Dataset records →
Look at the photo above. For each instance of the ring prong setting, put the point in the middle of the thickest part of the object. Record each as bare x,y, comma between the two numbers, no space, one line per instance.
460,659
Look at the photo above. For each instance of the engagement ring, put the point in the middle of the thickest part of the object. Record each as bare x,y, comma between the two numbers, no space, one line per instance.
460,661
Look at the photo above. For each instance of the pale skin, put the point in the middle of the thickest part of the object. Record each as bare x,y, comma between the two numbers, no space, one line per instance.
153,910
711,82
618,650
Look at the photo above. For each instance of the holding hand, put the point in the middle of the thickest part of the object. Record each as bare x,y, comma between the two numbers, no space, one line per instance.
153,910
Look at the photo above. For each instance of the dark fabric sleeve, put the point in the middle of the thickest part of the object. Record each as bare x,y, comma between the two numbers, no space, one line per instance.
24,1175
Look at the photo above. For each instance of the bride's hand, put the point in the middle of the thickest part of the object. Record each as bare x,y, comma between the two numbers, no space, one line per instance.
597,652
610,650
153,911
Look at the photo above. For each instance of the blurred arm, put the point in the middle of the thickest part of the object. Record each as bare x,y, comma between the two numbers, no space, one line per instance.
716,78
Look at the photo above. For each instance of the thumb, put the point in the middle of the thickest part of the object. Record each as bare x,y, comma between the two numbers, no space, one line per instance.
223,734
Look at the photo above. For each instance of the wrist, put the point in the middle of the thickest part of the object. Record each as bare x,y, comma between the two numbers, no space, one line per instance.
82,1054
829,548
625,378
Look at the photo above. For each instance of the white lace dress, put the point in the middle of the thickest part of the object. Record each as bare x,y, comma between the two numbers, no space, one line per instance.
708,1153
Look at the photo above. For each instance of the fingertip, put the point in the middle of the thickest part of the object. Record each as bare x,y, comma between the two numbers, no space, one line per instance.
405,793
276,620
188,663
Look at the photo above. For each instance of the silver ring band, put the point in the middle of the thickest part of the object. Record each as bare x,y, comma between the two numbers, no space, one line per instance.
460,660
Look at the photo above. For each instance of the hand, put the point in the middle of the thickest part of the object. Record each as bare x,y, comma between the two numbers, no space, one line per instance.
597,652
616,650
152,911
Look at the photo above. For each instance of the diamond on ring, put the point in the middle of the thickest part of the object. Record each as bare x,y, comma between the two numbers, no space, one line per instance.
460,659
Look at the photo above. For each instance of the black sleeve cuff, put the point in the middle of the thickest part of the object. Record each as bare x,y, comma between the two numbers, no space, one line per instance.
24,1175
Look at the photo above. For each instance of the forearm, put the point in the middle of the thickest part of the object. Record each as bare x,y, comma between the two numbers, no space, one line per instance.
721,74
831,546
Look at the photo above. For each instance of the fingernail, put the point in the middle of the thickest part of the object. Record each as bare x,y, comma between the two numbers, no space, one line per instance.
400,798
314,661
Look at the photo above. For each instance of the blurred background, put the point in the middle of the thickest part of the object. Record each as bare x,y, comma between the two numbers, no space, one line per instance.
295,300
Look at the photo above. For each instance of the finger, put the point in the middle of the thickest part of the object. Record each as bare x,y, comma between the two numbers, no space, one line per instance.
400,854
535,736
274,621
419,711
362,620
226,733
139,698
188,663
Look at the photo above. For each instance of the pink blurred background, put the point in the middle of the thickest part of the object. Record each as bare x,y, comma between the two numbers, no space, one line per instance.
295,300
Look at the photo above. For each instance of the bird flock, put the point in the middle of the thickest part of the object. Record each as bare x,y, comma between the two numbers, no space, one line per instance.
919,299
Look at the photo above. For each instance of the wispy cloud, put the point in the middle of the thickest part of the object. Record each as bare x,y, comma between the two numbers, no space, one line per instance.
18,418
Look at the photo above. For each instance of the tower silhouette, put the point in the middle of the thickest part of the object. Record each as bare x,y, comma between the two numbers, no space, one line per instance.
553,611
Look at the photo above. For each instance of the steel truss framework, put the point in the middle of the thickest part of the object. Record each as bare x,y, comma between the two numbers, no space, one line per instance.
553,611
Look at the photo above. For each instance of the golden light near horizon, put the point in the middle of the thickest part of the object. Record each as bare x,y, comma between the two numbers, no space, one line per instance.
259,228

To do → Render all of the data above as a JSON list of strings, one string per line, with blank lines omitted.

Problem solution →
[
  "Look at the photo above. For each instance of the ring prong setting, put the point in the middle of the thickest part of the object. Record each as bare x,y, comma between the two numbers, no space, one line per instance.",
  "460,659",
  "Look at the photo above. For each instance of the engagement ring, put the point in the middle of the thickest part of the object. Record each as bare x,y, comma between the two numbers, no space, one line per instance.",
  "460,661",
  "Look at the photo above. For each instance of the pale skin, put the point in the middle of the thickest part of the object. Record each as bare x,y, comma between the two numbers, no space, one line per instance.",
  "153,910",
  "711,82",
  "618,650",
  "Look at the photo above. For each instance of the holding hand, put the point in the middle of the thickest part of the object. Record each as bare x,y, comma between the two numbers, no space, one line per instance.",
  "153,910",
  "Look at the photo above. For each instance of the dark fabric sleeve, put the point in the middle of the thickest part of the object. Record each as bare x,y, comma between the two numbers, no space, one line per instance.",
  "24,1175",
  "Look at the photo above. For each instance of the bride's hand, put the point in the middle of the thickest part of the object. Record each as bare x,y, comma between the two numbers, no space, one line per instance.",
  "597,652",
  "610,650",
  "153,911",
  "Look at the photo above. For each instance of the blurred arm, put the point in the middle of the thickest part of the object. Record each as bare x,y, comma between the two numbers, no space, one line per instance.",
  "716,78",
  "Look at the photo above. For each instance of the thumb, put the point in the middle of the thickest part of the object. Record each as bare x,y, comma between the two numbers, no space, one line per instance.",
  "223,734",
  "Look at the photo above. For each instance of the wrist, put the point in the middle of the thickest part of the object. Record each as bare x,y, comma between the two numbers, no space, one line per instance.",
  "82,1054",
  "829,548",
  "625,378",
  "Look at the photo above. For each instance of the white lace dress, put the point in the middle of the thickest part of the object. Record each as bare x,y, comma between the two numbers, no space, one line per instance.",
  "708,1153",
  "Look at the photo above. For each instance of the fingertip, put the point in the middle of the thickest part of the object. Record each as bare x,y, comma between the two numbers, no space, one line per instance.",
  "405,793",
  "276,620",
  "188,663",
  "Look at the photo above. For each instance of the silver ring band, put the point in the middle of the thickest part of the object. Record each as bare x,y, comma between the two numbers, no space, one line per instance.",
  "460,660",
  "Look at the photo above. For each instance of the hand, put the point in the middle of the thickest part of the object. Record each as bare x,y, comma between the two numbers, no space, one line per instance.",
  "597,652",
  "616,650",
  "152,911",
  "Look at the photo above. For each instance of the diamond on ring, put the point in the middle of the thickest part of the object. Record each as bare x,y, comma between the two numbers, no space, one line per instance.",
  "460,659",
  "Look at the photo above. For each instance of the black sleeve cuff, put the point in the middle of the thickest part of the object. Record each as bare x,y, comma between the two numbers, no space, one line per instance.",
  "24,1175",
  "Look at the photo above. For each instance of the forearm, put the point in the middle of the thickest part of the object. Record each as bare x,y, comma between the two numbers, no space, one line per instance.",
  "721,74",
  "831,546",
  "Look at the photo above. For each instance of the fingernail, put the point in the middle of the thickest part of the object. Record each as bare x,y, comma between the two numbers, no space, one line per instance.",
  "400,798",
  "314,661",
  "Look at the photo above. For each instance of the blurred background, put the point in the middle of the thickest part of the object. Record each as bare x,y, comma between the two numbers, no space, one line per instance.",
  "295,300",
  "Look at the photo above. For each instance of the finger, put the point in the middle of the thickest part of the object. Record each as bare x,y, comma between the two numbers, no space, one line per instance.",
  "400,854",
  "535,736",
  "274,621",
  "419,711",
  "362,620",
  "226,733",
  "139,698",
  "188,663",
  "Look at the photo above. For each instance of the pink blurred background, put the point in the middle of the thickest part of the object. Record each as bare x,y, comma between the two numbers, no space, one line per instance.",
  "295,300",
  "Look at the photo above. For each instance of the bird flock, put the point in the middle of the thickest part of the object. Record each as bare x,y, comma between the two numbers, no space, one line per instance.",
  "919,299",
  "Look at the photo above. For each instance of the wispy cloud, put the point in the middle of the thickest part of the object. Record each as bare x,y, comma between the two numbers, no space, one line per instance.",
  "18,418",
  "Look at the photo above. For each instance of the tower silhouette, put the point in the middle of the thickest part of the object. Record each as bare x,y, comma between the two numbers, no space, one line per instance.",
  "553,611",
  "Look at the photo above. For each instance of the steel truss framework, put the point in the middle of the thickest part of the object. Record each as bare x,y, comma between the two numbers, no space, one line per instance.",
  "553,611",
  "Look at the photo above. For each instance of the golden light near horizon, put the point in the middle of the thickest part of the object. Record each as bare x,y, comma between the two numbers, no space, one line per instance.",
  "259,228"
]